▸ TASK DIRECTIONS: Word for word, return the lines from the top of the listing to the line containing "box: [1204, 453, 1260, 508]", both ends included, and no others.

▸ SUPPLIED RECORDS:
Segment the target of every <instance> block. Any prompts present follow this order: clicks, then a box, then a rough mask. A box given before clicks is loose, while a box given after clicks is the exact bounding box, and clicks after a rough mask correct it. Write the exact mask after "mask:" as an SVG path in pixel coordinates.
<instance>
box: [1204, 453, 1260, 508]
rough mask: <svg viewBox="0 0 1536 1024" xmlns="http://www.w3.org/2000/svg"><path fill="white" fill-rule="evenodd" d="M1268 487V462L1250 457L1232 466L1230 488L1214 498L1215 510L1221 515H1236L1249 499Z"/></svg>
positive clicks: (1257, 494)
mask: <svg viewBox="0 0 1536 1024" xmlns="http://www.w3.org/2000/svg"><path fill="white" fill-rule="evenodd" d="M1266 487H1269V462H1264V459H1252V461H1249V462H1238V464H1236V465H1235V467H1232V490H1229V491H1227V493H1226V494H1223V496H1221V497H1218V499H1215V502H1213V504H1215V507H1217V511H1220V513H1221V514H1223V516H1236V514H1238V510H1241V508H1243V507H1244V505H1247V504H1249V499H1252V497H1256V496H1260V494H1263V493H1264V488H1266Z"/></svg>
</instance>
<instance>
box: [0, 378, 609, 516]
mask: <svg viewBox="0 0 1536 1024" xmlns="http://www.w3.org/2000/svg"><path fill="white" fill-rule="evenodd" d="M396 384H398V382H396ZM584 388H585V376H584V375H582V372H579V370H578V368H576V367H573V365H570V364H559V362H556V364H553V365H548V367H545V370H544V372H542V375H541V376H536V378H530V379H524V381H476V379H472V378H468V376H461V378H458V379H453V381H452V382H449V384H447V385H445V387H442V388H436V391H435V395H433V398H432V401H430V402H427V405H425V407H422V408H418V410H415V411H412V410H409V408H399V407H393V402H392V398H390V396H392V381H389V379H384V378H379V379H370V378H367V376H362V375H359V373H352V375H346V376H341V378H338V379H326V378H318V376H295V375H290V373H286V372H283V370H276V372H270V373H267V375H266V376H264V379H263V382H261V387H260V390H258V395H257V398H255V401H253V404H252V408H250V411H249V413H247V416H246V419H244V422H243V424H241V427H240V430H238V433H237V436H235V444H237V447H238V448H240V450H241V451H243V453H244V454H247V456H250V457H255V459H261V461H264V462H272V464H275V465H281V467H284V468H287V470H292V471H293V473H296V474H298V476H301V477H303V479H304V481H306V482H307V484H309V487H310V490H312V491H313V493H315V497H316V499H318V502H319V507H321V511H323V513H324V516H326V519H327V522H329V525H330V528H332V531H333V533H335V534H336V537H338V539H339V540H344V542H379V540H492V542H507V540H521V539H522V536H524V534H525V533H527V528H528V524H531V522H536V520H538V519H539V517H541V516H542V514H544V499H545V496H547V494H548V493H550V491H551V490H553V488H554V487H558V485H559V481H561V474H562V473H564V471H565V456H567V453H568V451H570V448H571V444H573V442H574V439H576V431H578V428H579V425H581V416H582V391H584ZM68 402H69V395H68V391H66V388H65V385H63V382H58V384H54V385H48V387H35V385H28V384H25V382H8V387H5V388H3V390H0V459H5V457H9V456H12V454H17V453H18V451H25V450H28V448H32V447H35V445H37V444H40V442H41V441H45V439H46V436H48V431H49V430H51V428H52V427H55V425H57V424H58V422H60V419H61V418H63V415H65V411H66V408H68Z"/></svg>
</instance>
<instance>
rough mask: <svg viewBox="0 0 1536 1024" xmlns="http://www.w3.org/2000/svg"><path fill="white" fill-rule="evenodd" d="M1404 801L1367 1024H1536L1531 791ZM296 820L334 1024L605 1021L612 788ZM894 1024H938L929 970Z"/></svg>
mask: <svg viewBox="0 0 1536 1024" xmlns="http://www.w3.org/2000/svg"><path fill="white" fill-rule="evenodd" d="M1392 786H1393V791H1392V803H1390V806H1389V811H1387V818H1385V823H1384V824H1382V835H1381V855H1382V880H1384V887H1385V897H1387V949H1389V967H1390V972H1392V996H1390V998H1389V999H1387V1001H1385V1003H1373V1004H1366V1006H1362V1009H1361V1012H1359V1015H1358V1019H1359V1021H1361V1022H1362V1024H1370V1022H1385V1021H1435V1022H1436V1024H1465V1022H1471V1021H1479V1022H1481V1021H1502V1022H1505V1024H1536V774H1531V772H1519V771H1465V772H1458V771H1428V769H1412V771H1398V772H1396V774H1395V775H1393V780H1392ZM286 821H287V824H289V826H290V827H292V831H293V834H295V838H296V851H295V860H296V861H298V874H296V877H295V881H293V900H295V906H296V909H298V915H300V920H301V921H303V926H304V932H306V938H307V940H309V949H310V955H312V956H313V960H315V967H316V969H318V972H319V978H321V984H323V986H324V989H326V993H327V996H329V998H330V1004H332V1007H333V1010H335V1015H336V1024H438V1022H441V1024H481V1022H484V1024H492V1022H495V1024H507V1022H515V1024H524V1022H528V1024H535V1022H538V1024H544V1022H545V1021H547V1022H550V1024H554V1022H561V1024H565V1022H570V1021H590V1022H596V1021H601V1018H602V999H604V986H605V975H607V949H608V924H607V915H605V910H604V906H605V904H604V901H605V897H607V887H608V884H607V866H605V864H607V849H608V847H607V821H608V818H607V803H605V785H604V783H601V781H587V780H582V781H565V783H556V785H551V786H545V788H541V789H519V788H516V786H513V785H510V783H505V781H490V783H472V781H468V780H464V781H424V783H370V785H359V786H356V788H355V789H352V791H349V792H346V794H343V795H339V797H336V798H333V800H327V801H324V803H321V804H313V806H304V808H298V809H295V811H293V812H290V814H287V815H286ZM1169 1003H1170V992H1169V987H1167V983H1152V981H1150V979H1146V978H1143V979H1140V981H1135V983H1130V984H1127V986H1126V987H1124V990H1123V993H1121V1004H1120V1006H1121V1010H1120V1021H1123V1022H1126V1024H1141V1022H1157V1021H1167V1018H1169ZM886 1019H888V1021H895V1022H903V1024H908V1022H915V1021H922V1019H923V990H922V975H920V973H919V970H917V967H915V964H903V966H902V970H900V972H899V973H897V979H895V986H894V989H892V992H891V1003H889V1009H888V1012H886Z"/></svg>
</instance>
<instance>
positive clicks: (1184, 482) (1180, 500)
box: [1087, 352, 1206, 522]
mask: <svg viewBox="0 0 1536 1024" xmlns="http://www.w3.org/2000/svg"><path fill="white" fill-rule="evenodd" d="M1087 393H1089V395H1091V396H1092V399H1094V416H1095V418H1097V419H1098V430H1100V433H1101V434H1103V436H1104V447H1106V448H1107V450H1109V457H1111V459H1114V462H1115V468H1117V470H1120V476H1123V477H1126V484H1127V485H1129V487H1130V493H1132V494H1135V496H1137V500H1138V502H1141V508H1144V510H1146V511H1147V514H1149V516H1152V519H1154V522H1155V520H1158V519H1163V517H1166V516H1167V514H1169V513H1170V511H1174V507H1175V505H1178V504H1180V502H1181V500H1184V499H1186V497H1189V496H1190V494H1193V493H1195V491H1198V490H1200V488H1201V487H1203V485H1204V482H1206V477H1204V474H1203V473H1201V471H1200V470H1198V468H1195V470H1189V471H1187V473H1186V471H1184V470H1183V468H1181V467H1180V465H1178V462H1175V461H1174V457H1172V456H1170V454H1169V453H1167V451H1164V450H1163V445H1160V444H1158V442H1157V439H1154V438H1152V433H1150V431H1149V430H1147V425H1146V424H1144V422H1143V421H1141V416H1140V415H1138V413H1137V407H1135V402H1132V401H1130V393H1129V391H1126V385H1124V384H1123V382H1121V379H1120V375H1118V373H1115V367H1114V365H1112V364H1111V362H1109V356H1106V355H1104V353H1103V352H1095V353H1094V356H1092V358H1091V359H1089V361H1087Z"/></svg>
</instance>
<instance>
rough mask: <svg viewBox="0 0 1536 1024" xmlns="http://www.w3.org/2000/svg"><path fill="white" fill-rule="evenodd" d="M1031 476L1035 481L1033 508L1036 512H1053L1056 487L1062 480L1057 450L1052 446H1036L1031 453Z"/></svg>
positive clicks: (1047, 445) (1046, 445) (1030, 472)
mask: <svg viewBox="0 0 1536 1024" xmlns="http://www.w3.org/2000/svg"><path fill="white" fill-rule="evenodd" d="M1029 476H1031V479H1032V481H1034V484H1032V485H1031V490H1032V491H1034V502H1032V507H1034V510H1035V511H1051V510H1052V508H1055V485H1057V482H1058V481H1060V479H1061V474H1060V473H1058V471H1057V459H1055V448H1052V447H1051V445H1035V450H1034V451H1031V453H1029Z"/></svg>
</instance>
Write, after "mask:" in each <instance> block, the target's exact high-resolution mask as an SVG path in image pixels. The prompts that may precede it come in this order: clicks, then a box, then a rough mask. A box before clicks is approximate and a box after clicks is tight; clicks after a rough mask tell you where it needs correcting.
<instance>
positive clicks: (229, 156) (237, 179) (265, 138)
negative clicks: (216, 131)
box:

▸ RESULT FOR THIS EXERCISE:
Segment the target of every <instance> block. Any prompts present follow this order: clicks, then a box, then a rough mask. A box given before clicks is loose, while a box given after clicks is the exact bounding box, and clicks after a rough mask correct it. Write the exact mask after "mask:" as an SVG path in pixel coordinates.
<instance>
box: [1204, 453, 1260, 508]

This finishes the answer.